-- Set problem A --
Answer these questions about the SwiftFloris benchmark results text below:
(i) What is the file path of the Macrobenchmark harness?
(ii) Where do the adb harness scripts write their JSON?
(iii) Which file holds the manual GitHub Actions gate?
-- Set problem B --
Extend the SwiftFloris benchmark results text below, picking up right after its last sentence.

══ Source excerpt

SwiftFloris benchmark results

ROADMAP §7 Next-12.1. Macrobenchmark harness lives at benchmark/src/main/kotlin/dev/patrickgold/florisboard/benchmark/ KeyboardLatencyBenchmark.kt. The adb harness scripts live under tools/. Run on a clocks-locked device:

# Lock device clocks (Pixel 6 / S25 Ultra example).
adb shell cmd device_config put activity_manager max_phantom_processes 2147483647
adb shell input keyevent KEYCODE_WAKEUP
# … additional clock-locking per Macrobenchmark docs:
# https://developer.android.com/topic/performance/benchmarking/macrobenchmark-overview

./gradlew :app:assembleBenchmark :benchmark:assembleBenchmark

# Repeatable adb baseline for IME first render.
pwsh -NoProfile -ExecutionPolicy Bypass -File tools/benchmark-ime-first-render.ps1 -Iterations 5

# Repeatable adb baseline for cold first suggestion provider latency.
pwsh -NoProfile -ExecutionPolicy Bypass -File tools/benchmark-ime-suggestion-latency.ps1 -Iterations 5

# Repeatable adb baseline for dictionary cold load, preload, and lazy indexes.
pwsh -NoProfile -ExecutionPolicy Bypass -File tools/benchmark-ime-dictionary-load.ps1 -Iterations 5

# Repeatable adb baseline for candidate-row recomposition during warm typing.
pwsh -NoProfile -ExecutionPolicy Bypass -File tools/benchmark-ime-candidate-row.ps1 -Iterations 5

# Repeatable adb baseline for theme switching while the IME is visible.
pwsh -NoProfile -ExecutionPolicy Bypass -File tools/benchmark-ime-theme-switch.ps1 -Iterations 5

# Repeatable adb baseline for backup/restore on a representative default archive.
pwsh -NoProfile -ExecutionPolicy Bypass -File tools/benchmark-backup-restore.ps1 -Iterations 5

# AndroidX Macrobenchmark trace/frame runs.
./gradlew :benchmark:connectedBenchmarkAndroidTest

# Offline trend compare for candidate JSON already collected under build/.
python scripts/check-benchmark-trends.py \
  --baseline-dir docs/benchmark-results \
  --candidate-dir build/benchmark-results \
  --report build/benchmark-results/benchmark-trend-report.md \
  --require-all-baselines

Collect output from benchmark/build/outputs/connected_android_test_additional_output/ for AndroidX Macrobenchmark runs. The adb harness scripts write JSON to docs/benchmark-results/.

The manual GitHub Actions gate lives at .github/workflows/benchmark-regression.yml. It builds the benchmark APK, boots an emulator, writes candidate JSON under build/benchmark-results/, runs scripts/check-benchmark-trends.py, and uploads both the candidate JSON and markdown trend report.

════
══ Raw data

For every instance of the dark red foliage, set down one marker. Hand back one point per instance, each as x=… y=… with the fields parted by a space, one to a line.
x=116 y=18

════

-- Task answer A --
(i) benchmark/src/main/kotlin/dev/patrickgold/florisboard/benchmark/KeyboardLatencyBenchmark.kt
(ii) docs/benchmark-results/
(iii) .github/workflows/benchmark-regression.yml

-- Task answer B --
Latency baseline

Benchmark	Device / iterations	Launch median	TraceSection / log median	Evidence
`imeFirstRender` (cold IME view inflation)	Samsung SM-S938B / Android 16, 5 runs	`am start -W`: `TotalTime` 31.0 ms, `WaitTime` 34.0 ms	`SwiftFlorisPerf`: `swiftfloris.ime.firstRenderMs` 18.335469 ms	`baseline-2026-05-18-ime-first-render.json`
`firstSuggestionLatency` (cold provider-direct `teh`)	Samsung SM-S938B / Android 16, 5 runs	`am start -W`: activity launch recorded per run	`SwiftFlorisPerf`: `swiftfloris.nlp.firstSuggestionMs` 1878.616249 ms, 8 candidates	`baseline-2026-05-18-ime-suggestion-latency.json`
`dictionaryColdLoad` (SCOWL load + preload + SymSpell indexes)	Samsung SM-S938B / Android 16, 5 runs	`am start -W`: activity launch recorded per run	`SwiftFlorisPerf`: `swiftfloris.dict.loadMs` 757.353333 ms; `swiftfloris.dict.preloadMs` 772.080625 ms; SymSpell d1 500.230156 ms / d2 532.298281 ms; post-preload spell 1030.179896 ms	`baseline-2026-05-18-ime-dictionary-load.json`
`candidateRowRecomposition` (warm typing phrase)	Samsung SM-S938B / Android 16, 5 runs	`am start -W`: activity launch recorded per run	`SwiftFlorisPerf`: 9.0 recompositions/run; median body 0.326563 ms; median max 0.770365 ms; median total 4.069529 ms; paired median `swiftfloris.nlp.suggestMs` 0.339896 ms	`baseline-2026-05-18-ime-candidate-row.json`
`themeSwitch` (Snygg stylesheet swap)	Samsung SM-S938B / Android 16, 5 runs	`am start -W`: activity launch recorded per run	`SwiftFlorisPerf`: 5.0 switches/run; median body 18.541197 ms; median max 19.587708 ms; median total 57.505571 ms; cold-step median 19.221354 ms; warm cached-step median 0.2808075 ms; 0 load failures	`baseline-2026-05-18-ime-theme-switch.json`
`backupRestore` (default prefs + keyboard/theme archive)	Samsung SM-S938B / Android 16, 5 runs	`am start -W`: activity launch recorded per run	`SwiftFlorisPerf`: backup create 12.653698 ms; archive 22,034 bytes; restore prepare 4.062604 ms; merge apply 5.727604 ms; restore total 9.874167 ms; 3/3 sections restored, 0 failed	`baseline-2026-05-18-backup-restore.json`

Trend-regression ranges

The EI9 gate compares candidate JSON summary metrics against the latest committed baseline for the same benchmark field. Timings target the baseline or better, improvements at 5 % faster are called out in the report, and regressions > 8 % slower fail the workflow. Functional guardrails must stay at zero where noted.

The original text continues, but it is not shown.